◆ **Text section**:
The most interesting commentary on the emerging youth culture of the late 1950s can be found in the essays and novels of Colin MacInnes. MacInnes was no teenager himself at the time: born in 1914, he would have been 45 years old in 1959. Although he was born in London, MacInnes spent most of his childhood in Australia, where his mother Angela Thirkell gradually established a reputation as a prolific writer of popular fiction. MacInnes himself returned to Europe in 1930, and eventually settled in London to study painting; he later served in the British Intelligence Corps during the Second World War. During the late 1940s, he began to establish a career as a writer, producing journalistic essays and novels, and working in radio broadcasting.

Labeled-object pointing items
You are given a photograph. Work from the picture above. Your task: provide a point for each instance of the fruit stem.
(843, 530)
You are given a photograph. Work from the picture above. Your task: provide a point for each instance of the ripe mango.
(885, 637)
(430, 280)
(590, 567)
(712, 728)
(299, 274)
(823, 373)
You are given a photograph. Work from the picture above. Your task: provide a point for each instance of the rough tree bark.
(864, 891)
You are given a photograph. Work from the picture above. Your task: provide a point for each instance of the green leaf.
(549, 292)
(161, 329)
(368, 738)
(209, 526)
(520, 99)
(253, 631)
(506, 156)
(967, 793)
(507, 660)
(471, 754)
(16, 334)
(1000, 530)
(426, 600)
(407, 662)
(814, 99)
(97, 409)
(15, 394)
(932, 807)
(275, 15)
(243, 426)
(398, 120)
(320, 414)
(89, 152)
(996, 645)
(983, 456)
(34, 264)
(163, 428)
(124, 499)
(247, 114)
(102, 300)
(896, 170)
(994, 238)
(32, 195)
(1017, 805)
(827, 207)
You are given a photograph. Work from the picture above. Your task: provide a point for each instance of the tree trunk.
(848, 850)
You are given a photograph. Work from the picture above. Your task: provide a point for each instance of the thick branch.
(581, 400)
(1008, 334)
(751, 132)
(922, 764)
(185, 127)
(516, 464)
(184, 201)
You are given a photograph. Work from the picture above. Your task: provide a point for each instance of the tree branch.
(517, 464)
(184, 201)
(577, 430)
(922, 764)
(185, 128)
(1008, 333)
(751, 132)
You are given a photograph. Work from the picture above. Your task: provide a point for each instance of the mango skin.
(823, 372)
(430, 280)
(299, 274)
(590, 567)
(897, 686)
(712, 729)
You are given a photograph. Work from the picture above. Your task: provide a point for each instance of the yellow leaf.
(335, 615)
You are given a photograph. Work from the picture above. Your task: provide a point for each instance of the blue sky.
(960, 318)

◆ **Required actions**:
1) Answer these questions using the Colin MacInnes passage above the items.
(a) In what year was MacInnes born?
(b) Where did he spend most of his childhood?
(c) In what did he serve during the Second World War?
2) List every geographic place named in the Colin MacInnes passage.
3) Write the next part of the Colin MacInnes passage, picking up after its final sentence.

◆ **Task-by-task outputs**:
1)
(a) 1914
(b) Australia
(c) The British Intelligence Corps

2) London, Australia, Europe

3)
MacInnes was fascinated by the Soho netherworld of crime, prostitution and drugs described in Barry Miles’s London Calling. He led a fairly chaotic, restless existence, moving from one address to another, and was often short of money. He was a prodigious drinker, and probably an alcoholic. He was bisexual, with a well-documented preference for African men, and was quite open about his use of male prostitutes. Those who knew him frequently described him as unpredictable, quarrelsome and difficult. Ray Gosling, whose mentor he became, depicts him in his autobiography as moody, irascible and opinionated, but also as a fiercely independent thinker and a ‘fighter for liberation’. Gosling even makes a comparison – at first sight quite improbable – between MacInnes and the upright military figure of Lord Baden-Powell, the founder of the scout movement:
If any one was, though, he was the Baden-Powell to the 1960s – he fought for, led and chronicled, cajoled and disciplined the formation of our compassionate, permissive society (abortive though it may now be in part). (p. 72)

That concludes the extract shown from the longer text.